*GIVEN REQUEST A*:
Retype the listing from its first line through the line containing "47], [95, 46]]]", with both ends included.

*EXCERPT*:
● ● ● ● ● ● ●

[Election-Methods] [EM] Is "sincere" voting in Range suboptimal?

Abd ul-Rahman Lomax abd at lomaxdesign.com
Wed Jul 25 11:40:44 PDT 2007


At 01:38 AM 7/25/2007, Chris Benham wrote:
Here is my analysis again of  Abd's suggested 0-info 2-voter 
3-candidate election, where our voter's sincere ratings ("utilities") 
are A2, B1, CO :

Benham sent an image referenced to some site.... Yes, I could read 
it, but... I can't take it apart to analyze it.

Below are the votes he presents; he starts by explaining:

>Only considering votes that  both max-rate at least one and min-rate 
>at least one, there are only 12 possible opposition ballots
>(3 that max-rate 2, 3 that min-rate 2, 6 that mid-rate 1).

He has eliminated the non-normalized style ballots. Given that we are 
testing optimum strategy, and know nothing about the strategy of the 
other voter, this is why he comes up with a different result than I. 
I considered all opposing ballots to be equally likely.

Apparently, Benham believes that such votes would be rare. He may be 
right. But this is not zero-knowledge, in fact, it is making 
assumptions about voter behavior that actually does not match reality 
*in some elections.* Further, we are *really* interested in the 
many-voter case, which we can reduce to, effectively, a two-voter 
case if our voter is coordinating and voting identically to exactly 
half of the other voters. In this case, the opposing voters are 
voting, effectively, with very high resolution Range, with our voter 
block having only three choices: 0, 1, 2. (But multiplied so that the 
voting power of the two groups is equal.)

In the many-voter case, any vote combination, among the votes which 
can affect the result, is possible. And, in particular, they are 
equally possible, if we take care to include every case evenly (which 
is why 000 and 222 are both listed, though they have the same effect)

● ● ● ● ● ● ●

*ITEMS*:
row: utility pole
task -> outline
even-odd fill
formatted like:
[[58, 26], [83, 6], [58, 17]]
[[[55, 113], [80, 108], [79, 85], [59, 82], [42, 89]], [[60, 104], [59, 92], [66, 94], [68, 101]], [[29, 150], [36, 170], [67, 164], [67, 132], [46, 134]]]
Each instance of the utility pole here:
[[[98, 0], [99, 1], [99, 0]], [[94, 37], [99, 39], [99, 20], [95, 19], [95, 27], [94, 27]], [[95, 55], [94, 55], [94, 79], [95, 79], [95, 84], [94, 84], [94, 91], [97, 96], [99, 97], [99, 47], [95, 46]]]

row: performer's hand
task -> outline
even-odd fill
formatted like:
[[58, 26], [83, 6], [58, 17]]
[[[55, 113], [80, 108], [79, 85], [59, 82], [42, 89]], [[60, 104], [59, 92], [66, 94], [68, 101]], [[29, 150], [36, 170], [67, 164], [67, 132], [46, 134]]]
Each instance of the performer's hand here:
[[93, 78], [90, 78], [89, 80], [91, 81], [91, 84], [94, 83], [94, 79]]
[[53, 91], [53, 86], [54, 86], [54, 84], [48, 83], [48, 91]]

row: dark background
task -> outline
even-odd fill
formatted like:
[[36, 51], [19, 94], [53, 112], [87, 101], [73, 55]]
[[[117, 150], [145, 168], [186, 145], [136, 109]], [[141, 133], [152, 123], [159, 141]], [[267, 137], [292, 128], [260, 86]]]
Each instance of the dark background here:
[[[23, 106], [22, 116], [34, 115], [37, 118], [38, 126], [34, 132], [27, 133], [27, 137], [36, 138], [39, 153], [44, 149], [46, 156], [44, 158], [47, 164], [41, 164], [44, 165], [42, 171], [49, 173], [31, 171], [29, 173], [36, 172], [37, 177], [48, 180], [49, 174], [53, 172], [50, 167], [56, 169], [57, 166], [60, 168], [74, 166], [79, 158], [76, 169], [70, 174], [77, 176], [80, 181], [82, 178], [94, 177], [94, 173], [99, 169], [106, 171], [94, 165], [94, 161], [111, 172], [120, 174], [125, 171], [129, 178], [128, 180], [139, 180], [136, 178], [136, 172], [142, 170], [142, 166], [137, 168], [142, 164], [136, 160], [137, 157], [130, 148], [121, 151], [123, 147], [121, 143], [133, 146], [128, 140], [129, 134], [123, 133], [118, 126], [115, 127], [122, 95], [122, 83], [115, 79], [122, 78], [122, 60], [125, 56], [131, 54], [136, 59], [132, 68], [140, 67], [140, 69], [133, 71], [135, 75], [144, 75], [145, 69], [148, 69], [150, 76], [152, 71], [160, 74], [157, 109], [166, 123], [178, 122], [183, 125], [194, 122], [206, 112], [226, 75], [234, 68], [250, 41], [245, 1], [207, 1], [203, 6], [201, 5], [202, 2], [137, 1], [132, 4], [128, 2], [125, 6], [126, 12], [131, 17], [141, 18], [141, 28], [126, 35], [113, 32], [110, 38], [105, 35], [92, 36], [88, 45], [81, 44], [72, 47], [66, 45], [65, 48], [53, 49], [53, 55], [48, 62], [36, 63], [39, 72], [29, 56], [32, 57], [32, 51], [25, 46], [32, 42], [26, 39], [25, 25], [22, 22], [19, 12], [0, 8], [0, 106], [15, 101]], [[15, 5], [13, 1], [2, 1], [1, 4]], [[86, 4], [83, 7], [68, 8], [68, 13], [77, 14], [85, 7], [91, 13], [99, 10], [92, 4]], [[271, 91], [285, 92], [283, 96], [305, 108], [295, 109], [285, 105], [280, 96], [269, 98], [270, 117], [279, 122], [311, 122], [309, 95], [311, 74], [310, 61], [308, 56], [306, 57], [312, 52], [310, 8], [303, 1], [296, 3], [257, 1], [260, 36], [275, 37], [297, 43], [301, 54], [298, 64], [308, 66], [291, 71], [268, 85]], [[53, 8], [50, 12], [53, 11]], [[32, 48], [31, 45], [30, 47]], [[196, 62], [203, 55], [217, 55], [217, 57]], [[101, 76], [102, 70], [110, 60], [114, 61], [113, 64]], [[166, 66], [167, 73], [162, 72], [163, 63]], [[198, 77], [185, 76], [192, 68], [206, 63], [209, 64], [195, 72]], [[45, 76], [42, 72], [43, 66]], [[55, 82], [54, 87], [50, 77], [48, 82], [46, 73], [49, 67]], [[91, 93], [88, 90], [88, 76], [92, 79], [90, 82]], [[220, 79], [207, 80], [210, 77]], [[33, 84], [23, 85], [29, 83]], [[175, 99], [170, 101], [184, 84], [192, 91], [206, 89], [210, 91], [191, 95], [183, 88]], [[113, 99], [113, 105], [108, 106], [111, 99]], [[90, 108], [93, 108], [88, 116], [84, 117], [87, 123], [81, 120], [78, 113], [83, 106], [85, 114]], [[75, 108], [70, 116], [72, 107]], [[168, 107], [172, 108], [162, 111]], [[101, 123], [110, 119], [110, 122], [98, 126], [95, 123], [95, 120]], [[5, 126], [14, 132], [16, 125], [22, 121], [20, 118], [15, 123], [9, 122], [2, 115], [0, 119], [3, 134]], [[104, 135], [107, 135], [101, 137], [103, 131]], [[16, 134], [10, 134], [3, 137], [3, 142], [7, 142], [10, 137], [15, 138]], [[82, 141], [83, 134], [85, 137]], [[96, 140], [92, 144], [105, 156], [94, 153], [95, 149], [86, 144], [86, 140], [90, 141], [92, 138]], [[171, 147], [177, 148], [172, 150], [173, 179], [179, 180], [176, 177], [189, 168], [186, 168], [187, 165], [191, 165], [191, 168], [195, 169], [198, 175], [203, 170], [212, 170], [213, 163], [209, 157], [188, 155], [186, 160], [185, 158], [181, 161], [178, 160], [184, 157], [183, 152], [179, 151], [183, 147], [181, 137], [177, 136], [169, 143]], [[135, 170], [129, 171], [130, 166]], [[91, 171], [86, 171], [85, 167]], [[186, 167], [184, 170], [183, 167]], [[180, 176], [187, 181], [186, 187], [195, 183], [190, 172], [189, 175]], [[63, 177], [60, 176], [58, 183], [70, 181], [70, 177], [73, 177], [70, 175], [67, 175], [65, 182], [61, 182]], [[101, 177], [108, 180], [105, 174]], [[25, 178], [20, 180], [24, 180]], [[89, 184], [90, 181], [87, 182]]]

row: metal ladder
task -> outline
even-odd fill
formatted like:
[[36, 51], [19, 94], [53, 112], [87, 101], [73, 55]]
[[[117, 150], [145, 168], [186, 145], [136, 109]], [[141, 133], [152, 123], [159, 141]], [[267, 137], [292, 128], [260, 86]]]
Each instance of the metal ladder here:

● ● ● ● ● ● ●

*GIVEN REQUEST B*:
Answer these from the post:
(i) How many possible opposition ballots does Benham count?
(ii) What three choices does the voter block have in the many-voter case?
(iii) Which two ballots are both listed even though they have the same effect?

*EXERCISE ANSWER A*:
row: utility pole
task -> outline
even-odd fill
formatted like:
[[58, 26], [83, 6], [58, 17]]
[[[55, 113], [80, 108], [79, 85], [59, 82], [42, 89]], [[60, 104], [59, 92], [66, 94], [68, 101]], [[29, 150], [36, 170], [67, 164], [67, 132], [46, 134]]]
Each instance of the utility pole here:
[[[98, 0], [99, 1], [99, 0]], [[94, 37], [99, 39], [99, 20], [95, 19], [95, 27], [94, 27]], [[95, 55], [94, 55], [94, 79], [95, 79], [95, 84], [94, 84], [94, 91], [97, 96], [99, 97], [99, 47], [95, 46]]]

*EXERCISE ANSWER B*:
(i) 12
(ii) 0, 1, 2
(iii) 000 and 222